Study text –
--- START ---

# who got some good ideas?



## thePACK (Jan 3, 2003)

hey there my fellow pfury  .just got a new 40 gallon tank.wondering what kinda of piranha(s).i should get?any and all ideas appreciared.


----------



## AZ (Jan 3, 2003)

ternetzis, pirayas, and caribes or manueli :rockin:


----------



## Grosse Gurke (Jan 3, 2003)

I would stay away from pygos and go with a spilo or medinei.


----------



## Xenon (Nov 15, 2002)

How many fish are you looking to put in there. No more than 3 I would guess.


----------



## fishman2 (Nov 27, 2002)

I would load it up with plants and a few rocks, make it look pretty, then put in a 2 or 3 small spilo's.


----------



## thePACK (Jan 3, 2003)

yeah about three or less but not sure wheather to go with a rhom or with some spilos or some piray and caribe?which mixture would be the best??if i should go that way?


----------



## Grosse Gurke (Jan 3, 2003)

Unless you plan on upgrading very soon, dont go with pygos, especially anything but reds, and even 3 reds deserve more than a 40. And with a 40 I would not suggest going with more than 1 spilo, they are harder to shoal than pygos and I believe 3 would need a atleast a 75 to be successful. I think a 40 is perfect for one spilo. You can do whatever you want but please keep in mind the needs of the fish when you make your decission.

--- END ---

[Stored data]
--- START ---

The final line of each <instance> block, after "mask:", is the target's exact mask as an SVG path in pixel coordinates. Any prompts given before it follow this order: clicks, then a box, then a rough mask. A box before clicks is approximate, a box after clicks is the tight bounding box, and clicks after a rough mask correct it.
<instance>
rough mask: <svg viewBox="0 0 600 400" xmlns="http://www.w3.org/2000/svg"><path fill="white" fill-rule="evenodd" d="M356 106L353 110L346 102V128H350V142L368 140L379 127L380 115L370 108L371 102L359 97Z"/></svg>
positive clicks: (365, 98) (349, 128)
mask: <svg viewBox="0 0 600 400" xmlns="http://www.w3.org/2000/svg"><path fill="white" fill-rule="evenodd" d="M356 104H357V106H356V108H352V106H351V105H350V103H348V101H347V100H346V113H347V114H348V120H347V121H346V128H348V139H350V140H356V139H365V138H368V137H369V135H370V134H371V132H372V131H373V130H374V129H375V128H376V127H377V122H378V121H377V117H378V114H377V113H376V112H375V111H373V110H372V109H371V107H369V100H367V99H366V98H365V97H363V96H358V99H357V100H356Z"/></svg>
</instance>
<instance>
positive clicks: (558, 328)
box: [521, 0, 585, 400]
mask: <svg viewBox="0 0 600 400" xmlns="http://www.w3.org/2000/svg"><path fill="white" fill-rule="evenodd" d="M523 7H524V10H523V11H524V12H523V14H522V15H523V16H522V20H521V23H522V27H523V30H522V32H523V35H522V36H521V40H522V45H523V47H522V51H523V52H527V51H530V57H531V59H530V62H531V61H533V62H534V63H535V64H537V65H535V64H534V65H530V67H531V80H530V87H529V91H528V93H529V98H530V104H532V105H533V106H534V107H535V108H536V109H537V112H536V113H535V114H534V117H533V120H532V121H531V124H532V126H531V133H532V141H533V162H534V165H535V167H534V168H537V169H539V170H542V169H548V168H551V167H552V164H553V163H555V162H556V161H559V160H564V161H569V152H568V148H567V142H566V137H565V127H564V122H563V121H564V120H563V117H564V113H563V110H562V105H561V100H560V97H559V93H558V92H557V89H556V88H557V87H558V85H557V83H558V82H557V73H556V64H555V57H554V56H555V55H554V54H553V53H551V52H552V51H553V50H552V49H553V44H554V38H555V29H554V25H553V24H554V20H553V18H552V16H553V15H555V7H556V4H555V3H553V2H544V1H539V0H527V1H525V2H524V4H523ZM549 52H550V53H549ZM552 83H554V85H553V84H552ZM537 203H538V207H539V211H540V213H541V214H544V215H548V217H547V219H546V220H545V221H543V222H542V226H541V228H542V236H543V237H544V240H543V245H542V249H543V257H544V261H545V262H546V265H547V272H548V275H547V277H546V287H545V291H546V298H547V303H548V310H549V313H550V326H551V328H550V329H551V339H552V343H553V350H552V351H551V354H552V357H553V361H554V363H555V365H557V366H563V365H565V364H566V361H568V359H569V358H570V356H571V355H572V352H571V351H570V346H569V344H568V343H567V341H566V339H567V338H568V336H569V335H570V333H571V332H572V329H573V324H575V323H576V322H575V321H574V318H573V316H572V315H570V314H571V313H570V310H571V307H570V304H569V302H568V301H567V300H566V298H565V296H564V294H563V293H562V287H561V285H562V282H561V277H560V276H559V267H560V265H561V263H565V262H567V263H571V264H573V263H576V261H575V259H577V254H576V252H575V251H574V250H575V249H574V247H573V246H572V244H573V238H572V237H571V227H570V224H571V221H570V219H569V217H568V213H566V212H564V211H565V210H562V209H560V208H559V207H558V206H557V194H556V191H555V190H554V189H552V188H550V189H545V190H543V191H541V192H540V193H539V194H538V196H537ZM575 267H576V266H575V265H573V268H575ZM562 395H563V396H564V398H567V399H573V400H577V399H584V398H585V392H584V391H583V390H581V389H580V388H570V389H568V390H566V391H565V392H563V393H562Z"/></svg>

--- END ---

Required work – Copy the piranha thread word for word, from "# who got some" up to and including "all ideas appreciared.".

Result for this task –
# who got some good ideas?



## thePACK (Jan 3, 2003)

hey there my fellow pfury  .just got a new 40 gallon tank.wondering what kinda of piranha(s).i should get?any and all ideas appreciared.